Problem details –
Convert every line of the records below into a JSON list of strings, one string per line, and leave out any blank lines.

[Source data]
—————

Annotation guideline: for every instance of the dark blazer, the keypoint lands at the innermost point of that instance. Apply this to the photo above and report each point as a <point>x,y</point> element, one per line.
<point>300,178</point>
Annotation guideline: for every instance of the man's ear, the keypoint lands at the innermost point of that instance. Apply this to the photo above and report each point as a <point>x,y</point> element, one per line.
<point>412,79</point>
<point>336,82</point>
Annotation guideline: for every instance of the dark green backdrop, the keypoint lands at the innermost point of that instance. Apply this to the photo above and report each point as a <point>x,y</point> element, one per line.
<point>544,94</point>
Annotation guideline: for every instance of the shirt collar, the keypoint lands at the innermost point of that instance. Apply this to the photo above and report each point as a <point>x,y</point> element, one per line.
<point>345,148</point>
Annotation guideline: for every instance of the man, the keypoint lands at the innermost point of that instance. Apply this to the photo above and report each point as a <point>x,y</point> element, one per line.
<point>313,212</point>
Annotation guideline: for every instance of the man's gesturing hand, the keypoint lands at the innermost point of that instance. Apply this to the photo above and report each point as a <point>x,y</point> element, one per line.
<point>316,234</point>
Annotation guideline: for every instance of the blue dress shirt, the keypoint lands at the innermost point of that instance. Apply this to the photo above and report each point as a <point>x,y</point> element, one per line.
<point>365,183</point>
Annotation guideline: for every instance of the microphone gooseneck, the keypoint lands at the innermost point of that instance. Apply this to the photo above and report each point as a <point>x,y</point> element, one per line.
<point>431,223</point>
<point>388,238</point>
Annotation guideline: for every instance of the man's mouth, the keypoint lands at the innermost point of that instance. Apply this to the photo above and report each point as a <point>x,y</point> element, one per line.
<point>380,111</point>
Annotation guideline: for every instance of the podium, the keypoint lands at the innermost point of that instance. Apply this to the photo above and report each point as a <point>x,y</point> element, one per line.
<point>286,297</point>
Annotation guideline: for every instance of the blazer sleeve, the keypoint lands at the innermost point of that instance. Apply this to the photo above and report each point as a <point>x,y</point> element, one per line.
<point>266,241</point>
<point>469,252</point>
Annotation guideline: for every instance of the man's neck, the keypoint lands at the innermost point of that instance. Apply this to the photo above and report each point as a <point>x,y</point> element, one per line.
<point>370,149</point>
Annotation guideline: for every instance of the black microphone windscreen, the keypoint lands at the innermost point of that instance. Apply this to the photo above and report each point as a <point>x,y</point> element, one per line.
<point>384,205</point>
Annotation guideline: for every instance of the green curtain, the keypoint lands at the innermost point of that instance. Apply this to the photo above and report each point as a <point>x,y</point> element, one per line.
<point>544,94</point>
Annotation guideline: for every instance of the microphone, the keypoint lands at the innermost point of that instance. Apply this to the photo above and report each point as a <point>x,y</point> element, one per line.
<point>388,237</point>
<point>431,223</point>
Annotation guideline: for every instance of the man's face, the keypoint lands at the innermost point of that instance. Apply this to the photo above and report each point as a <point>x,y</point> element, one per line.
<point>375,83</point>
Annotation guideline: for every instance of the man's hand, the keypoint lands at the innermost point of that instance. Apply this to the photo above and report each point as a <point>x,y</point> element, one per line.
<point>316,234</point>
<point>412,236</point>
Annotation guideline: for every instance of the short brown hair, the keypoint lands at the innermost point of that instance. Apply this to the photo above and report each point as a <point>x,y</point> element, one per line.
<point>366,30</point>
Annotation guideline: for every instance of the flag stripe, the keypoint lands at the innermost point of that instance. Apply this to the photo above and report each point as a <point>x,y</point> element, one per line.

—————

Exercise response –
[
  "Annotation guideline: for every instance of the dark blazer, the keypoint lands at the innermost point of that instance. Apply this to the photo above and report each point as a <point>x,y</point> element, one per line.",
  "<point>300,178</point>",
  "Annotation guideline: for every instance of the man's ear, the keypoint lands at the innermost point of that instance. Apply this to the photo above and report each point as a <point>x,y</point> element, one per line.",
  "<point>412,79</point>",
  "<point>336,82</point>",
  "Annotation guideline: for every instance of the dark green backdrop, the keypoint lands at the innermost point of that instance. Apply this to the photo above and report each point as a <point>x,y</point> element, one per line.",
  "<point>544,94</point>",
  "Annotation guideline: for every instance of the shirt collar, the keypoint lands at the innermost point of that instance. Apply this to the photo above and report each point as a <point>x,y</point> element, one per line.",
  "<point>345,148</point>",
  "Annotation guideline: for every instance of the man, the keypoint lands at the innermost point of that instance. Apply this to the photo above and report each point as a <point>x,y</point> element, one per line.",
  "<point>313,212</point>",
  "Annotation guideline: for every instance of the man's gesturing hand, the keypoint lands at the innermost point of that instance. Apply this to the photo above and report each point as a <point>x,y</point> element, one per line.",
  "<point>316,234</point>",
  "Annotation guideline: for every instance of the blue dress shirt, the keypoint lands at the innermost point of that instance. Apply this to the photo above and report each point as a <point>x,y</point> element, one per line.",
  "<point>365,183</point>",
  "Annotation guideline: for every instance of the microphone gooseneck, the keypoint lands at the innermost point of that instance. Apply this to the photo above and report each point as a <point>x,y</point> element, one per line.",
  "<point>431,223</point>",
  "<point>388,238</point>",
  "Annotation guideline: for every instance of the man's mouth, the keypoint lands at the innermost point of that instance. Apply this to the photo above and report each point as a <point>x,y</point> element, one per line.",
  "<point>380,111</point>",
  "Annotation guideline: for every instance of the podium, the keypoint lands at the innermost point of that instance. Apply this to the photo above and report each point as a <point>x,y</point> element, one per line.",
  "<point>286,297</point>",
  "Annotation guideline: for every instance of the blazer sleeve, the keypoint lands at the innermost point of that instance. Apply this to the photo above and report each point as a <point>x,y</point> element, one per line.",
  "<point>266,241</point>",
  "<point>469,252</point>",
  "Annotation guideline: for every instance of the man's neck, the keypoint lands at the innermost point of that instance. Apply this to the photo above and report each point as a <point>x,y</point> element, one per line.",
  "<point>370,149</point>",
  "Annotation guideline: for every instance of the black microphone windscreen, the keypoint lands at the innermost point of that instance. Apply this to the photo above and report each point as a <point>x,y</point> element, one per line.",
  "<point>384,205</point>",
  "Annotation guideline: for every instance of the green curtain, the keypoint lands at the innermost point of that instance. Apply this to the photo above and report each point as a <point>x,y</point> element, one per line.",
  "<point>544,94</point>",
  "Annotation guideline: for every instance of the microphone, the keypoint lands at the innermost point of that instance. Apply this to the photo above and report each point as a <point>x,y</point> element, one per line.",
  "<point>388,237</point>",
  "<point>431,223</point>",
  "Annotation guideline: for every instance of the man's face, the keypoint lands at the innermost point of that instance. Apply this to the photo above and report each point as a <point>x,y</point> element, one per line.",
  "<point>375,83</point>",
  "Annotation guideline: for every instance of the man's hand, the keypoint lands at the innermost point of that instance. Apply this to the photo above and report each point as a <point>x,y</point> element, one per line.",
  "<point>316,234</point>",
  "<point>412,236</point>",
  "Annotation guideline: for every instance of the short brown hair, the keypoint lands at the innermost point of that instance. Apply this to the photo above and report each point as a <point>x,y</point> element, one per line.",
  "<point>366,30</point>",
  "Annotation guideline: for every instance of the flag stripe, the keypoint lands at the innermost point of that instance. Apply this to the photo above and report each point as a <point>x,y</point> element, one per line."
]